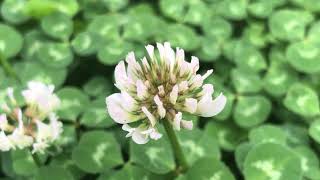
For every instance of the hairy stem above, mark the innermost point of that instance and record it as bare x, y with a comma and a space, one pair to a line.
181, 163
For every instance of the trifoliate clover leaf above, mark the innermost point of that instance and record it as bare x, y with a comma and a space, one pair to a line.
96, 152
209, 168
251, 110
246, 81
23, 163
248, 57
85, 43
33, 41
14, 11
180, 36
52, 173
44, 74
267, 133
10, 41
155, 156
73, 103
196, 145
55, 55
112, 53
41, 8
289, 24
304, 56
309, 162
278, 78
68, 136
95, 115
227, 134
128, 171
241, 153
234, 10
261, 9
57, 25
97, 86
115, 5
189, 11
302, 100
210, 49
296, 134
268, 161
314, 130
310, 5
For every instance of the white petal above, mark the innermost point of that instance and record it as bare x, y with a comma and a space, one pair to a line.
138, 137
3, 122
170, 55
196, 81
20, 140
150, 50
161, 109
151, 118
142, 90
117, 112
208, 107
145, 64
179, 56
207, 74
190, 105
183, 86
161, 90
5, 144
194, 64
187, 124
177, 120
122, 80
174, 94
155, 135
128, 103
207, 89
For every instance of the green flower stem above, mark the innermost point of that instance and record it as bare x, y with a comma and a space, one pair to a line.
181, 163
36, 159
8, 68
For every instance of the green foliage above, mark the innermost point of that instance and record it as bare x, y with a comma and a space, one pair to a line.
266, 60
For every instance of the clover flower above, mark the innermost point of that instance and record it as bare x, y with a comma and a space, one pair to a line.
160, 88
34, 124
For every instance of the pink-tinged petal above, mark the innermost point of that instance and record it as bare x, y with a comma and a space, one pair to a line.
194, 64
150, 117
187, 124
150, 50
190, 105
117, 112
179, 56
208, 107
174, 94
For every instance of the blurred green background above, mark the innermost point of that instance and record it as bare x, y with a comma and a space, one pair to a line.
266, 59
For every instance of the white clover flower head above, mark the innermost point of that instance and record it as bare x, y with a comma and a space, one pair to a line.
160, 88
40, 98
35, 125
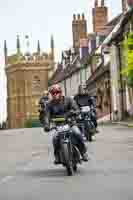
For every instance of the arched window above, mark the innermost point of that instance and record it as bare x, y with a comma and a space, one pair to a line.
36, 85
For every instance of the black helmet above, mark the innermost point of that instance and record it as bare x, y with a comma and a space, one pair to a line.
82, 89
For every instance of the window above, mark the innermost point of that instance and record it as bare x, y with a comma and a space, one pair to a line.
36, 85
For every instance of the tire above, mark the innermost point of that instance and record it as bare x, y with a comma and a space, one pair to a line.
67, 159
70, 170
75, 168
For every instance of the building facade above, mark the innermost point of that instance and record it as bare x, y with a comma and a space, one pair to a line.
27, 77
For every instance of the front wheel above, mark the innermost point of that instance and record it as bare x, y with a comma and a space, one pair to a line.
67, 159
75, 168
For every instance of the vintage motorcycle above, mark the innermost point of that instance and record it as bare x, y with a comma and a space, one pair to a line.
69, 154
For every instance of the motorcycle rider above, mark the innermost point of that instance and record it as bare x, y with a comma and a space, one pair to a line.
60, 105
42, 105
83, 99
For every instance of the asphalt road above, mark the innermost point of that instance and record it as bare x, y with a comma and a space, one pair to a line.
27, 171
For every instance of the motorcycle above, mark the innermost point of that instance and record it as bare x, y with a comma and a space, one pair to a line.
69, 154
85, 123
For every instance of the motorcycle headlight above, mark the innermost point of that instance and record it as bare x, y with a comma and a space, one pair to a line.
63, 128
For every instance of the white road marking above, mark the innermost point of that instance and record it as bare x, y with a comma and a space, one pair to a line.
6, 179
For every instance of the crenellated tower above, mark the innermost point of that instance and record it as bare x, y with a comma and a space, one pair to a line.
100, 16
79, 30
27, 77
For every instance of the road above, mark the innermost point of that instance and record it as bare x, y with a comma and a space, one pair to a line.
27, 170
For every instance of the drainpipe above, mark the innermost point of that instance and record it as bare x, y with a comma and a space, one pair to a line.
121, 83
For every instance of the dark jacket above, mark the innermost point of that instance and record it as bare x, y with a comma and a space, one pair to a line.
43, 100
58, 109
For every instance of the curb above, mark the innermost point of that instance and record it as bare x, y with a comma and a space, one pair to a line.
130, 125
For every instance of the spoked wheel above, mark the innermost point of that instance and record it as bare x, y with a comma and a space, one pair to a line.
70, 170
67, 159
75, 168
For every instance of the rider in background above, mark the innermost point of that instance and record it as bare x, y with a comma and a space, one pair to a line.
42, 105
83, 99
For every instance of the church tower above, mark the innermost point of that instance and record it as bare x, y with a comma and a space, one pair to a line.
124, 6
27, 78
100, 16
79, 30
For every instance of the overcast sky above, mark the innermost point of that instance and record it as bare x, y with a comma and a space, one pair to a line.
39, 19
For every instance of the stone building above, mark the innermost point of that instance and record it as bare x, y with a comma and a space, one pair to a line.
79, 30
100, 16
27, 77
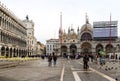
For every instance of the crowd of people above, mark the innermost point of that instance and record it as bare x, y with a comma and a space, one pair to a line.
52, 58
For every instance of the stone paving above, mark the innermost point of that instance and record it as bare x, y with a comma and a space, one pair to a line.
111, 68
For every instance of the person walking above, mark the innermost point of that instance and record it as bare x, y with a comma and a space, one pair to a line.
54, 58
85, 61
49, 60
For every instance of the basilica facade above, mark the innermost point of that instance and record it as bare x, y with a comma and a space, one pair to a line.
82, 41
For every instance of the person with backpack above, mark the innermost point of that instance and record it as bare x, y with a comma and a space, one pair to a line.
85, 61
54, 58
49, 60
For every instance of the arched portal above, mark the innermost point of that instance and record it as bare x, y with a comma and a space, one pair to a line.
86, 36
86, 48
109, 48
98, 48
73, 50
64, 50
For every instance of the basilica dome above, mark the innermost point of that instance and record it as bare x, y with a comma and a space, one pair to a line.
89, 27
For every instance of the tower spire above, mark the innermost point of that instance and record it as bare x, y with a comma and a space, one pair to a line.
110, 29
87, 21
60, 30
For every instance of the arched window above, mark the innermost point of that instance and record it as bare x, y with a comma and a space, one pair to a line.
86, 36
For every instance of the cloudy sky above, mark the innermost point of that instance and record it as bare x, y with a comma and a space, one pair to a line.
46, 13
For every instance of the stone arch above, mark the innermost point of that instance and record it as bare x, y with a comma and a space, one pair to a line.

________________________________________

Your task
Copy each line above precisely, dropping the pictures.

Expected answer
For every instance of the hairy stem above, mark the innermost point of that instance and record it as bare x, y with a comma and a space, one pair to a line.
181, 163
For every instance of the trifoliate clover leaf above, mark the innermost point of that instance and record it as bare x, y with a comma and a space, one pair to a line.
96, 152
209, 168
251, 110
246, 81
23, 163
248, 57
85, 43
33, 41
14, 11
180, 36
52, 173
44, 74
267, 133
10, 41
155, 156
73, 103
196, 145
55, 55
112, 53
41, 8
289, 24
304, 56
309, 162
278, 78
68, 136
95, 115
227, 134
128, 171
241, 153
234, 10
261, 9
57, 25
97, 86
115, 5
189, 11
302, 100
210, 49
296, 134
268, 161
314, 130
310, 5
For every instance of the white petal above, mark the innermost point of that instance and record it as bare x, y with a comma and a space, one pair to a line.
138, 137
3, 122
170, 55
196, 81
20, 140
150, 50
161, 109
151, 118
142, 90
117, 112
208, 107
145, 64
179, 56
207, 74
190, 105
183, 86
161, 90
5, 144
194, 64
187, 124
177, 120
122, 80
174, 94
155, 135
128, 103
207, 89
For every instance of the green flower stem above, mark the innermost point of that instance and record it as bare x, y with a comma and a space, one pair to a line.
181, 163
36, 159
8, 68
For every instance of the green foliage above, mark the innermost point of that instance and record it as bare x, y with a comma and a space, one pair to a line.
266, 60
For every instance of the clover flower above, mark the innermost point of that instance and record it as bare x, y with a comma and a space, one pair to a line.
160, 88
34, 124
For every instance of the pink-tinged petal above, mark the innermost point of that instance and record it as bare x, y with a comma and a space, one pair to a line.
194, 64
150, 117
187, 124
150, 50
190, 105
117, 112
179, 56
208, 107
174, 94
For every instance of the blurred green background above, mark the innermost point of that instance and record it as bare x, y with a comma and a space, one pair to a line.
266, 59
For every instance of the white clover flower head above, mark the innermost point of that instance and record it as bare x, y with a comma and a space, one pair to a line.
160, 88
40, 98
35, 125
For every instance of the arched window above, mark the innermost point of that instance and record it as bare x, y with a comma and a space, one pair to a line.
36, 85
For every instance of the black helmet above, mark the innermost point of that instance and record it as bare x, y with a comma and a space, one pair to a line.
82, 89
For every instance of the window above, mark the innermost point of that instance and record it as bare x, y with a comma and a space, one pair to a line.
36, 85
For every instance of the tire above, mark the innermost point of that instance and record it as bare x, y with a comma and a space, one pair to a line.
67, 159
70, 170
75, 168
For every instance of the building facade above, mark the innermost point of that instance and record it as bare x, y with a comma and a space, one pair to a line.
27, 77
For every instance of the front wheel above, mark the innermost point of that instance and record it as bare x, y with a comma and a space, one pair to a line.
67, 159
75, 168
For every instance of the vintage motorcycle above, mark the innermost point of that instance and record it as bare x, y with a comma and a space, one pair to a line.
69, 154
For every instance of the motorcycle rider above, mark the innermost point of that instance and record it as bare x, y with a comma and a space, one pair to a line.
60, 105
42, 105
83, 99
For every instance of the asphalt road above, mark the innermost point of that instance and record it as bare x, y with a comma and a space, one pair to a line.
27, 171
For every instance of the motorcycle above, mark the innermost point of that instance and record it as bare x, y with a comma and a space, one pair to a line.
69, 154
85, 123
For every instance of the motorcycle headlight above, mark the innermost point of that instance and record it as bare x, y with a comma and a space, one pair to a line.
63, 128
For every instance of the white road marking above, mark the innermost point of that instance and record it as bare x, y with a comma and a space, one pair to a line.
6, 179
For every instance of the crenellated tower above, mark the innermost point of that instance and record it as bare x, y with a comma and a space, one pair to a line.
100, 16
79, 30
27, 77
For every instance of the road above, mark the innermost point of that instance and record it as bare x, y with a comma and a space, one pair to a line.
27, 170
For every instance of the drainpipe above, mark the innermost point of that instance and record it as bare x, y with a comma and a space, one pair to a line.
121, 83
For every instance of the dark jacket above, mark the innermost point of that instance and record it as bare x, y with a comma and a space, one pair to a line.
43, 100
58, 109
For every instance of the curb above, mark the innermost point of that instance and record it as bare x, y with a comma and a space, one pair to a line.
130, 125
For every instance of the spoked wheel above, mark the innermost point of that instance and record it as bare x, y with a comma and a space, one pair to a line.
70, 170
67, 159
75, 168
For every instance of the rider in background above, mark the innermost point of that instance and record it as bare x, y with a comma and a space, one pair to a line.
42, 105
83, 99
For every instance of the church tower above, mark the innermost point of that instance and record it as bare x, y with a comma and a space, one pair to a line.
124, 6
27, 78
100, 16
79, 30
For every instance of the overcast sky above, mark the innermost point of that instance and record it as bare x, y with a comma and a space, one pair to a line.
39, 19
For every instance of the stone building above, mark the innermost point of that instance and record it as bare x, y with a comma and a space, one pair to a line.
79, 30
100, 16
27, 77
For every instance of the crowd of people above, mark the innermost point of that instance and record it as bare x, y with a comma and a space, one pair to a line.
52, 58
For every instance of the stone paving above, mark the innermost point of that instance and record it as bare x, y with a comma and a space, one pair to a line.
111, 68
For every instance of the person walking above, mark the innermost point of that instance and record it as bare x, y with a comma and a space, one pair to a line.
54, 58
85, 61
49, 60
For every instance of the basilica facade above, mark the innermost point of that instance and record it as bare x, y with a comma and a space, one pair to a line.
82, 41
For every instance of the person with backpack above, mark the innermost point of that instance and record it as bare x, y with a comma and a space, one pair to a line.
85, 61
54, 58
49, 60
For every instance of the arched portal above, mark the innermost point of that instance and record it as bare x, y with a comma and a space, one pair to a line.
86, 36
86, 48
109, 48
98, 48
73, 50
64, 50
For every instance of the basilica dome above, mark the innermost point of that instance and record it as bare x, y with a comma and a space, one pair to a line.
89, 27
For every instance of the tower spire above, mark the innermost point of that instance and record it as bare x, y with a comma and a space, one pair to a line.
110, 29
87, 21
60, 30
For every instance of the arched window above, mark the innermost point of that instance and record it as bare x, y with a comma and a space, one pair to a line.
86, 36
For every instance of the cloudy sky above, mark the innermost point of that instance and record it as bare x, y with a comma and a space, one pair to a line.
46, 13
For every instance of the stone arch above, mark the innermost point of that instance and record it as bare x, y with a comma and a space, one pair to a line.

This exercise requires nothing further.